GIVEN EXERCISE 1. In the blog post, which song from the movie Closer is stuck in the writer's head?
GIVEN EXERCISE 2. Give as a numbered list the part of the entries that opens with the line containing "In this exercise you will find the paved" and closes with the line containing "[1223, 737]", both lines included and blank lines left out.

SUPPLIED PASSAGE.
<<<<
E-mail me your mailing address at josiah.moo@gmail.com ! Don't be shy. There's about 20 cards or so, I think ( I can always buy more ) but it's on a first come first serve basis right now. Remember, I have family to send them to, too!

When I send you the card I will attatch my return address for you to send me something back over the new year. I expect a card, polaroids, a death threat. Something sweet, you know?

Anywaaaaays.

p.s will ANYONE voulentier to make me a CD? I have the song The Blower's Daughter from the movie Closer stuck in my head and I don't have it on a cd. I also need to have the songs Take Myself Away, Satisfaction and My Humps. hahaha I7ll give a full songlist to somebody who voulentiers.
btw, Anna told me the movie Closer sucked and she was so wrong. It's the best movie in the world and Natalie Portman is a gorgeous cake of sex. Jude Law is a manslut and Julia Roberts is fantastic once again. Clive Owen delivers a lot of laughs. The script is witty up to fuck.
>>>>
RECORDS SUPPLIED.
<<<<
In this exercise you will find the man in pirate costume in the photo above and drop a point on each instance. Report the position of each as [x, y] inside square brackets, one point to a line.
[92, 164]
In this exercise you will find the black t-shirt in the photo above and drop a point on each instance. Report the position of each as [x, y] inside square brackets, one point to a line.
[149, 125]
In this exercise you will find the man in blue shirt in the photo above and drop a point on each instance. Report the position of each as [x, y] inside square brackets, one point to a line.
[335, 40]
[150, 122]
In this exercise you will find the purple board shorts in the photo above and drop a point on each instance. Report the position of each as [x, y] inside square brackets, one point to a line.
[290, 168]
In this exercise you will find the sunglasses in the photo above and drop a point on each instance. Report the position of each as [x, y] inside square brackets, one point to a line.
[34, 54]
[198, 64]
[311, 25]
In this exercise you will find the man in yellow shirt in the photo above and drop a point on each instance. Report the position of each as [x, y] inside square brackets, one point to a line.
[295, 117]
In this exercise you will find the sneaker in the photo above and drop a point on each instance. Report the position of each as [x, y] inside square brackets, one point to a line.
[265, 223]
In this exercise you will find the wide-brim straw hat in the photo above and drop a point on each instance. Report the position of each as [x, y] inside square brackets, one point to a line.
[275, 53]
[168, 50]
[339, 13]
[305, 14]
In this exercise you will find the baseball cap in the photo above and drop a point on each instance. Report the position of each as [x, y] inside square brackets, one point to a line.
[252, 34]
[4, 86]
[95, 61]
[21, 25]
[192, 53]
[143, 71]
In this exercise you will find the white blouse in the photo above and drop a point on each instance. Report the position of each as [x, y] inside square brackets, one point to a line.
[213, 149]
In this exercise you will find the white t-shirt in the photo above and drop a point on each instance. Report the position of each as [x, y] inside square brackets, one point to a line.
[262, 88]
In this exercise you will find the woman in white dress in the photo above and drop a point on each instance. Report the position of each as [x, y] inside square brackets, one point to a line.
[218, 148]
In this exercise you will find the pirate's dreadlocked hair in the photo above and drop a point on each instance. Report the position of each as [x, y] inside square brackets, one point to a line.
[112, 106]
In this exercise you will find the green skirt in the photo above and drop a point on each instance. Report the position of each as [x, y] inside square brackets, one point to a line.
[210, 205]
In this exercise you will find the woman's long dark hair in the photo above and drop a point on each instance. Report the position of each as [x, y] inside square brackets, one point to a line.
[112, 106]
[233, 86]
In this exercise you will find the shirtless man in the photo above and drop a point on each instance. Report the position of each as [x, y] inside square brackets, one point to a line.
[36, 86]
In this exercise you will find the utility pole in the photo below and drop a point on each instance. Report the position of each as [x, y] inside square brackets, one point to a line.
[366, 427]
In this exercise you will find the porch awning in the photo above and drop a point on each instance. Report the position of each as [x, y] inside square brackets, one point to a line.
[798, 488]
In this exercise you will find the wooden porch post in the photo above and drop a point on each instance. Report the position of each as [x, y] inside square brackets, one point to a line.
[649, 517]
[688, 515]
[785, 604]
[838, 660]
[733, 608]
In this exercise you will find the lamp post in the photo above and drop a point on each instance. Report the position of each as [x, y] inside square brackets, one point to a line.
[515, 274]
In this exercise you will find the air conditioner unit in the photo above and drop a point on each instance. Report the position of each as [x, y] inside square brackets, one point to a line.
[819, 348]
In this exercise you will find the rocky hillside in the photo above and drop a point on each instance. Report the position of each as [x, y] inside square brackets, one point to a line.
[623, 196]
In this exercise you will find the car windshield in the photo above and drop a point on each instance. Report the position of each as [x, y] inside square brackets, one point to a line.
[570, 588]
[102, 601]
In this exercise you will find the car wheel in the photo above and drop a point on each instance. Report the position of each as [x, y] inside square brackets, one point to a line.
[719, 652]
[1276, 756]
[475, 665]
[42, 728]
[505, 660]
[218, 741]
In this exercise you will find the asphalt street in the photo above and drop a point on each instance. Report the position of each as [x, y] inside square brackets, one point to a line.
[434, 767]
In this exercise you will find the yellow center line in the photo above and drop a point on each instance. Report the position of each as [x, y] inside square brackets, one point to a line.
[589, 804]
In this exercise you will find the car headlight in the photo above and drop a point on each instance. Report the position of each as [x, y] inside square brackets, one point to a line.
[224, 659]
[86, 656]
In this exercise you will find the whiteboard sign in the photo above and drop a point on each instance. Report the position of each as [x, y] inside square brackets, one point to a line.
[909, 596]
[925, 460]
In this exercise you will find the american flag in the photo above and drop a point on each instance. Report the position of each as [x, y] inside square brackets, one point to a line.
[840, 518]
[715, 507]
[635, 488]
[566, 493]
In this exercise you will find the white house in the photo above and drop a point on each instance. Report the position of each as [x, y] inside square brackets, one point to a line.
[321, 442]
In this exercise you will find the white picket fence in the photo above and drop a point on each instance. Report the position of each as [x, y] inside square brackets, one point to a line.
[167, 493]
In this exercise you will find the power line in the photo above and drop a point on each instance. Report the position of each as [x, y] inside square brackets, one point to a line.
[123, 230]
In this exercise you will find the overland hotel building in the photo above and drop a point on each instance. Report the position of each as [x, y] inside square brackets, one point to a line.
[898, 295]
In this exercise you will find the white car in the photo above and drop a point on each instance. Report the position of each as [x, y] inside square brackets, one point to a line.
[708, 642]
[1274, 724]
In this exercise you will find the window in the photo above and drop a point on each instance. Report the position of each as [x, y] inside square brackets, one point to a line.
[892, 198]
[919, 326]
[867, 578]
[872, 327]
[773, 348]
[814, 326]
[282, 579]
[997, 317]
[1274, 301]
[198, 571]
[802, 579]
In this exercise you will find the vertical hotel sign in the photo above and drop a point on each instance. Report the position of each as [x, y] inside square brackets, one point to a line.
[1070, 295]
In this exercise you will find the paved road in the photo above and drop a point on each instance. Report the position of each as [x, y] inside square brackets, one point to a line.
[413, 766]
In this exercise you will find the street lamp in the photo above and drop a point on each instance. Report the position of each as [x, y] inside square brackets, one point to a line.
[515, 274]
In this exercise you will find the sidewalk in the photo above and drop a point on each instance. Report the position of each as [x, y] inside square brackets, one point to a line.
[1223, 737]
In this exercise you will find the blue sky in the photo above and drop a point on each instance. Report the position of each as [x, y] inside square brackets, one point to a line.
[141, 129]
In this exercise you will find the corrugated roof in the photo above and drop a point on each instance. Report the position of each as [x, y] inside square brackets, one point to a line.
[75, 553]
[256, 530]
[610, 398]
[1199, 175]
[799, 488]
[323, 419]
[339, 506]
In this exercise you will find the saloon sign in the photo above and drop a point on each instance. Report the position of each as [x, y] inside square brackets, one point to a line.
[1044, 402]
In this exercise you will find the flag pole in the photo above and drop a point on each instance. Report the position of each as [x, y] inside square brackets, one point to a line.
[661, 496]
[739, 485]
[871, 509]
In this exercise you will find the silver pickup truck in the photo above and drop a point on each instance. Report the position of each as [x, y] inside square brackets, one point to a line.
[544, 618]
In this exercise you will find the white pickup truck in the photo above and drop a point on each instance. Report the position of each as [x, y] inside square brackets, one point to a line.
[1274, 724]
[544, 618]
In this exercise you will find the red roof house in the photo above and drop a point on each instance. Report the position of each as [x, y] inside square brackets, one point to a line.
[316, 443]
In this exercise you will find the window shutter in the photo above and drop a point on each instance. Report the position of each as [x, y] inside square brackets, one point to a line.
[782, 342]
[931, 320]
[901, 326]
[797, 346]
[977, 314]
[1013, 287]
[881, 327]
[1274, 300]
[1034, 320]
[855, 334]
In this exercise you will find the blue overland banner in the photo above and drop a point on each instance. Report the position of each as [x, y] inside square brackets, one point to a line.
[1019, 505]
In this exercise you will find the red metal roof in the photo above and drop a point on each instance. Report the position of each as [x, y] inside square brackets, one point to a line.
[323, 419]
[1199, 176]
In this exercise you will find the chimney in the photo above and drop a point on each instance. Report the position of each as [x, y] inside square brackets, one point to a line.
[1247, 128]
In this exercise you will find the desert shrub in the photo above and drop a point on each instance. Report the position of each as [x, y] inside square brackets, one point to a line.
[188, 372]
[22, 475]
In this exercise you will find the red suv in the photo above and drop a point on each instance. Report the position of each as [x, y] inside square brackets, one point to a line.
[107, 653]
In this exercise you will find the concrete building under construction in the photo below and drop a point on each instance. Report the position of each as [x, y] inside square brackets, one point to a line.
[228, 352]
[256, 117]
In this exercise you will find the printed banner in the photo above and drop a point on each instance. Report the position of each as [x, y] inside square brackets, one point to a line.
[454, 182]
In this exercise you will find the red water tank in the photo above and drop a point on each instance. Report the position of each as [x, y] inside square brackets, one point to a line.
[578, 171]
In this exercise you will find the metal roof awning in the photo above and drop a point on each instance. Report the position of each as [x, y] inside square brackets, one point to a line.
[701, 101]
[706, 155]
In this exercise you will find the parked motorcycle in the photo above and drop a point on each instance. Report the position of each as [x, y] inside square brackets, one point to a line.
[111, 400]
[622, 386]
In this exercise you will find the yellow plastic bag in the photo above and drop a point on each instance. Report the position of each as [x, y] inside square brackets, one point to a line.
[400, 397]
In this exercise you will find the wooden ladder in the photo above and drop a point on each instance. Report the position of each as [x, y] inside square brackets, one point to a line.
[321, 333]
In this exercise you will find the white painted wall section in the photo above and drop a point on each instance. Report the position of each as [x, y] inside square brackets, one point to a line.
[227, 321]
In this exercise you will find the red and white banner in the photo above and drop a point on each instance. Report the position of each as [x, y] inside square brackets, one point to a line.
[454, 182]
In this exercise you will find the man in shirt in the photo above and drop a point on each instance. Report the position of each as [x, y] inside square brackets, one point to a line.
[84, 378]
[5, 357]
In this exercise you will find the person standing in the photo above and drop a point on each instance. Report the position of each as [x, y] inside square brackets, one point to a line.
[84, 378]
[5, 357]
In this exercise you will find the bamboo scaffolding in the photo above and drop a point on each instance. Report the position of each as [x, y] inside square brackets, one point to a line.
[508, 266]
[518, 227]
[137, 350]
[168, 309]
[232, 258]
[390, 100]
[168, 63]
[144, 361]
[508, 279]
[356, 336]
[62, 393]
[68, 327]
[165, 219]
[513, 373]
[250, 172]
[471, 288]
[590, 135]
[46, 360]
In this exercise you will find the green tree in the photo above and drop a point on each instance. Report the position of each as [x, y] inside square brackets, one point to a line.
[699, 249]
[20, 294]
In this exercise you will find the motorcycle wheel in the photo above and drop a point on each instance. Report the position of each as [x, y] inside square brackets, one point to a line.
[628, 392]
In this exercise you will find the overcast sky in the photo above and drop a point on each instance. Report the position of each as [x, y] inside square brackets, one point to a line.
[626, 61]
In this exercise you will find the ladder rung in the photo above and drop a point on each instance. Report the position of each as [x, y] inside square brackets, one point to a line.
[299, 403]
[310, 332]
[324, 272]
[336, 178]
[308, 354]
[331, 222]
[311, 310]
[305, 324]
>>>>
CORRECT RESULT 1. The Blower's Daughter

CORRECT RESULT 2.
1. In this exercise you will find the paved road in the photo above and drop a point on each instance. Report the position of each as [x, y] inside square brackets, one point to a line.
2. [413, 766]
3. In this exercise you will find the street lamp in the photo above and drop a point on each instance. Report the position of each as [x, y] inside square brackets, one point to a line.
4. [515, 274]
5. In this exercise you will find the sidewalk in the photo above and drop a point on each instance. Report the position of each as [x, y] inside square brackets, one point to a line.
6. [1223, 737]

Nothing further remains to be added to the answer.